→ ACTION ITEM
Start at the line that contains "the rear reflector". Repeat it and each line after it, exactly, up to and including the final line of the data.

→ RECORDS SHOWN
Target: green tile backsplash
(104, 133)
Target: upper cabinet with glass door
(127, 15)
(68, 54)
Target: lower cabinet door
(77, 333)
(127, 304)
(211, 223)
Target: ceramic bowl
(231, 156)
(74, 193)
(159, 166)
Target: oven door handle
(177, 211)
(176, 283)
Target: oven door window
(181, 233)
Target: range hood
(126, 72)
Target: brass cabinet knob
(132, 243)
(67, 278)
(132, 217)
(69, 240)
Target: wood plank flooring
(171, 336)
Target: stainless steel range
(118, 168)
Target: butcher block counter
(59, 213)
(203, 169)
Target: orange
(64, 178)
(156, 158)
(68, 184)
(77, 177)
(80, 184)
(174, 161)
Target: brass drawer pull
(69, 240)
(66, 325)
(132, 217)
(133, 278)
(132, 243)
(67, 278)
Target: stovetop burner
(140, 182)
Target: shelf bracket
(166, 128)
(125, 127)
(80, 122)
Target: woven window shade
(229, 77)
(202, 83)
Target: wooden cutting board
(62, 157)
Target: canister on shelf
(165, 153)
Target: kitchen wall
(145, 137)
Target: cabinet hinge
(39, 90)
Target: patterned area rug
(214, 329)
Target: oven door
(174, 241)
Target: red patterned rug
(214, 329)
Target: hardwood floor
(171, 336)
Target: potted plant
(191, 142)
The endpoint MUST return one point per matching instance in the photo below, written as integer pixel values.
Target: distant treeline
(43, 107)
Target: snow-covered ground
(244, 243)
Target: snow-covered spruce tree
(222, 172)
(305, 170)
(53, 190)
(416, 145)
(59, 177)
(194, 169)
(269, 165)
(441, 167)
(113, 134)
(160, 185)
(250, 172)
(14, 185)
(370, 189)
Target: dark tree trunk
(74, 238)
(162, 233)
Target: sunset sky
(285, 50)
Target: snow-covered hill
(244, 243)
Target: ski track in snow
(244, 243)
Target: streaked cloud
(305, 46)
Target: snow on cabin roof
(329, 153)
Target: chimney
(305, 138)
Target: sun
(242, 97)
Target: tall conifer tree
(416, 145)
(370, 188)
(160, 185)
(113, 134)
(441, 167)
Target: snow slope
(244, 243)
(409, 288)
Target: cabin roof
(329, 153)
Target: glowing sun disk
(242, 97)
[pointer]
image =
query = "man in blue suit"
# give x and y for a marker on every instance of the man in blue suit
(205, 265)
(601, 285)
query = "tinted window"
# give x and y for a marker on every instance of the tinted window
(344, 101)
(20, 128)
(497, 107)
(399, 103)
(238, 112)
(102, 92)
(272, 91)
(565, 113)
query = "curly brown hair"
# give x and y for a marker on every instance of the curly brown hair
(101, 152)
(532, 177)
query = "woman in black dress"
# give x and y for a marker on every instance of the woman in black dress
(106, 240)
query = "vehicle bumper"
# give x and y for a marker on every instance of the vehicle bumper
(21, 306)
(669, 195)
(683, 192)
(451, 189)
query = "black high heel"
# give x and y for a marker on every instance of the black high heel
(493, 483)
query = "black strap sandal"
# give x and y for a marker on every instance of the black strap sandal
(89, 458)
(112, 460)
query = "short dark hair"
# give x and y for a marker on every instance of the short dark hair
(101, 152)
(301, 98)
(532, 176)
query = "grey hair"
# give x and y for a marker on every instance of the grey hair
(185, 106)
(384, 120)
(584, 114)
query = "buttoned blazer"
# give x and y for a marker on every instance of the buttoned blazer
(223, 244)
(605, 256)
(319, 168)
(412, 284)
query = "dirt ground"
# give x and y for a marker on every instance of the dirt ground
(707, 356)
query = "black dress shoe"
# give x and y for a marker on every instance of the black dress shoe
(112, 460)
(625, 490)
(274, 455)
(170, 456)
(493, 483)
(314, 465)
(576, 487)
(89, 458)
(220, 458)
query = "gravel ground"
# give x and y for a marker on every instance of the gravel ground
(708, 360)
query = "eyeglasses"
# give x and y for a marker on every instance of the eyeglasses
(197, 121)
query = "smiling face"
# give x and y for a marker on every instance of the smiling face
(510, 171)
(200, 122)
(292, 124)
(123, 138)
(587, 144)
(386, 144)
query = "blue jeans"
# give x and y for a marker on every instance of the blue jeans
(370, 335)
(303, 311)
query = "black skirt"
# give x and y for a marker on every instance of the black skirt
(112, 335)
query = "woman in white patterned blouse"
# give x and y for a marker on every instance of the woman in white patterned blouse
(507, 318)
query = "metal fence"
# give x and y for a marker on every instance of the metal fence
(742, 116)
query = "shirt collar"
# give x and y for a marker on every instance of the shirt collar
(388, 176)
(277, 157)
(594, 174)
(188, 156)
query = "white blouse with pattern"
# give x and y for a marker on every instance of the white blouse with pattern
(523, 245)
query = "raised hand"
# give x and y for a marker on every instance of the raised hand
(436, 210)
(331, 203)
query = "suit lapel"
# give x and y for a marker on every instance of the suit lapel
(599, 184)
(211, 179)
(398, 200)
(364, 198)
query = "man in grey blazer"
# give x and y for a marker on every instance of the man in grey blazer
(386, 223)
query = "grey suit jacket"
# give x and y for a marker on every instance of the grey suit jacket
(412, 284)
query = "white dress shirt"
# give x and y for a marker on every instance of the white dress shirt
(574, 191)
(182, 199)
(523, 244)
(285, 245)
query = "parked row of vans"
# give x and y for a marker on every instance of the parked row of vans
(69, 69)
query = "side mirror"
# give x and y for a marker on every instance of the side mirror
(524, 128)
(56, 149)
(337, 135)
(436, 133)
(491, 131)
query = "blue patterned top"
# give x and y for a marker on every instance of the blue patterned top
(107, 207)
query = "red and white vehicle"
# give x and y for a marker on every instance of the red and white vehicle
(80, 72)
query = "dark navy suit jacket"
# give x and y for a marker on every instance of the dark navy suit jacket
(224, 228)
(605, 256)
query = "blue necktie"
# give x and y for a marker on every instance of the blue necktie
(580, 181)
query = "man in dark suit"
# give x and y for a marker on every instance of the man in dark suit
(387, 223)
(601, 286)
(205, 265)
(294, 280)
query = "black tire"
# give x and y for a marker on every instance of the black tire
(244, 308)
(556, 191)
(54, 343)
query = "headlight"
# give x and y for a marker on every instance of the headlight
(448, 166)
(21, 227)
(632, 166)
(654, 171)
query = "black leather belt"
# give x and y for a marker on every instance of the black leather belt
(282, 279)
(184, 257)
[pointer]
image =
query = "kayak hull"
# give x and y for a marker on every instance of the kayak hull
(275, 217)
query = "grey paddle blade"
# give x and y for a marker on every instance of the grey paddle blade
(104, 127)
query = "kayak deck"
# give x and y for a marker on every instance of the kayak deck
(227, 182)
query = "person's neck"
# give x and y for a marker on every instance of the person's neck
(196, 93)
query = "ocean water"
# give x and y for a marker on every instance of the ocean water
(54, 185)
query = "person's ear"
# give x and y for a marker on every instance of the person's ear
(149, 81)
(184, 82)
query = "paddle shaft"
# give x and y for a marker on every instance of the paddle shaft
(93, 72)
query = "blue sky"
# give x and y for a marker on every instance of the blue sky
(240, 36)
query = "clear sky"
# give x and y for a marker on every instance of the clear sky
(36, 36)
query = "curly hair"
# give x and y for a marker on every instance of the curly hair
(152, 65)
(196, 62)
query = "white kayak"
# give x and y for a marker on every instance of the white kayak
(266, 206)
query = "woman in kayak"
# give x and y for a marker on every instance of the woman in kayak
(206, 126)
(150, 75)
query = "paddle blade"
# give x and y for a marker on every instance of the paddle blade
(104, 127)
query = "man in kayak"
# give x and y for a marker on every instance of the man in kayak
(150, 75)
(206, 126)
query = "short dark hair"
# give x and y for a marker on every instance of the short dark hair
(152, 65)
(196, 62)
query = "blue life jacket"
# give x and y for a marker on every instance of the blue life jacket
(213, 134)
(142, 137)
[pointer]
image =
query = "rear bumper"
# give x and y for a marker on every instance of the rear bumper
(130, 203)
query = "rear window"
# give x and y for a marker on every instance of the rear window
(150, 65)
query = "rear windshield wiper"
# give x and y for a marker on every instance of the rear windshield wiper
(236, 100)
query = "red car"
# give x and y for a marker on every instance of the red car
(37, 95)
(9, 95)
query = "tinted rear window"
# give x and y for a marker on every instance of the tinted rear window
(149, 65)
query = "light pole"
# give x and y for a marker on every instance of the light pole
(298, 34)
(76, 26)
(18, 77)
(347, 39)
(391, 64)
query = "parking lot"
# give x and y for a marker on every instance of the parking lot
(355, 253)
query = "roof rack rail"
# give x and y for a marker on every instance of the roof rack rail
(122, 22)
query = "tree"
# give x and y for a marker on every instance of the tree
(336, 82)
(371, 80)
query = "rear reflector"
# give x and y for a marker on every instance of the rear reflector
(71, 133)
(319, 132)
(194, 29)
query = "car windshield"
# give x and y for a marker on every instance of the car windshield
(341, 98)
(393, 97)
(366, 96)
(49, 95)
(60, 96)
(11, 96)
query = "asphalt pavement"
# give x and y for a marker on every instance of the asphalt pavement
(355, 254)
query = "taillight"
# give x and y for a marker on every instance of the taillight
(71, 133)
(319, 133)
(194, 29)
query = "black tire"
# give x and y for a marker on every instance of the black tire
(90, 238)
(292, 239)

→ SOLUTION FOR THIS TASK
# give x and y for a marker on every instance of the rear reflector
(71, 133)
(319, 132)
(194, 29)
query = "car windshield"
# give x and y for a marker on every instance of the car windshield
(341, 98)
(393, 97)
(366, 96)
(49, 95)
(60, 96)
(11, 96)
query = "asphalt pavement"
# give x and y for a marker on every instance of the asphalt pavement
(355, 254)
query = "taillight"
# give x and y for a marker on every instance of the taillight
(71, 133)
(319, 133)
(194, 29)
query = "black tire"
# give x and y for a marker on every instance of the black tire
(90, 238)
(292, 239)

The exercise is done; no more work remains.